Top of Document text
Implant in traumatic tooth case: options?

This case started with a traumatic tooth. RCT was failing with lesion and bone loss, and facial recession. The extraction was done, as well as, a ridge augmentation. I also tried to improve the recession by adding connective tissue graft to the area. The recession is improved partially. PRF was used with cort/canc bone mix. Since PRF was used, I went in at around 3 months after ridge augmentation. Fully flapped, placed implant. The newly formed bone was still kind of soft, implant had a cover screw and primary closure was obtained. I flapped case again trying to correct recession on #7, and noted the bone loss, around apical portion of implant. There is no mobility so far, but threads are not in the bone. I added bone around around it, but really nothing healed, including gingival graft. Again prf was used, and there is also fenestration on facial of root #7. I took a CT scan and it shows that angulation of implant is not perfect, but when originally it was placed, I was trying to adapt to crown angulation of #9 ( I didn’t want abutment to go too buccally) and with that augmented ridge the whole implant was visually in the bone, but it all resorbed after implant placement. There is still no bone around apical third of implant. Implant was 3.5X11. Patient is a slow healer. Not sure what are my options now? Take it out and graft and do over again?


19 thoughts on: Implant in traumatic tooth case: options?
Bottom of Document text
Top of Data records
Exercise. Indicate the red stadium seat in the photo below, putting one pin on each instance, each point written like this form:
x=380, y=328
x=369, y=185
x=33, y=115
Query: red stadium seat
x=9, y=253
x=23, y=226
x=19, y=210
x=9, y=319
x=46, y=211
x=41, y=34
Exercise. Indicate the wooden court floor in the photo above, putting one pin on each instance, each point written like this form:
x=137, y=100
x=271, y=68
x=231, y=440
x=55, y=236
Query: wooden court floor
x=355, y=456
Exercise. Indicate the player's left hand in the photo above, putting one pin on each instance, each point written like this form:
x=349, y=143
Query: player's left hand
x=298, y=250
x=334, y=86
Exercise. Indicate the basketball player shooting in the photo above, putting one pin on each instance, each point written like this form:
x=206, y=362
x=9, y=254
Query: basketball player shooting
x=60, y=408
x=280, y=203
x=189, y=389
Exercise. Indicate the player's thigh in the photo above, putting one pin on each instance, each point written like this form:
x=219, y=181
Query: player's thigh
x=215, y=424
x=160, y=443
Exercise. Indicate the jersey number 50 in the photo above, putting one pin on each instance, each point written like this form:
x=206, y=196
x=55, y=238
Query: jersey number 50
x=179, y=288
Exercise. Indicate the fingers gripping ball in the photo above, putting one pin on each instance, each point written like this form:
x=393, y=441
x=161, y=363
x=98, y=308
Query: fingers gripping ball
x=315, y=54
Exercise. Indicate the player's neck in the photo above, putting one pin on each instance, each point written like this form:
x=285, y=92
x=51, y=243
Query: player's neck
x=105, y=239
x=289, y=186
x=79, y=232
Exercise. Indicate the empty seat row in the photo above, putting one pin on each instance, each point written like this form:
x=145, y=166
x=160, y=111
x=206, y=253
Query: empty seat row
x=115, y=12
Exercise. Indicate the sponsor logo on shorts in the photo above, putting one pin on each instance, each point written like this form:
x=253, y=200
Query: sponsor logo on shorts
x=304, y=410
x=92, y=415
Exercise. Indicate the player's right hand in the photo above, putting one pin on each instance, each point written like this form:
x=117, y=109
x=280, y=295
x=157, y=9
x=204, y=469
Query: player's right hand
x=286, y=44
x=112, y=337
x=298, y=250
Bottom of Data records
About this exercise: Please copy out the implant case post in full, word for word.

Task response:
Implant in traumatic tooth case: options?

This case started with a traumatic tooth. RCT was failing with lesion and bone loss, and facial recession. The extraction was done, as well as, a ridge augmentation. I also tried to improve the recession by adding connective tissue graft to the area. The recession is improved partially. PRF was used with cort/canc bone mix. Since PRF was used, I went in at around 3 months after ridge augmentation. Fully flapped, placed implant. The newly formed bone was still kind of soft, implant had a cover screw and primary closure was obtained. I flapped case again trying to correct recession on #7, and noted the bone loss, around apical portion of implant. There is no mobility so far, but threads are not in the bone. I added bone around around it, but really nothing healed, including gingival graft. Again prf was used, and there is also fenestration on facial of root #7. I took a CT scan and it shows that angulation of implant is not perfect, but when originally it was placed, I was trying to adapt to crown angulation of #9 ( I didn’t want abutment to go too buccally) and with that augmented ridge the whole implant was visually in the bone, but it all resorbed after implant placement. There is still no bone around apical third of implant. Implant was 3.5X11. Patient is a slow healer. Not sure what are my options now? Take it out and graft and do over again?


19 thoughts on: Implant in traumatic tooth case: options?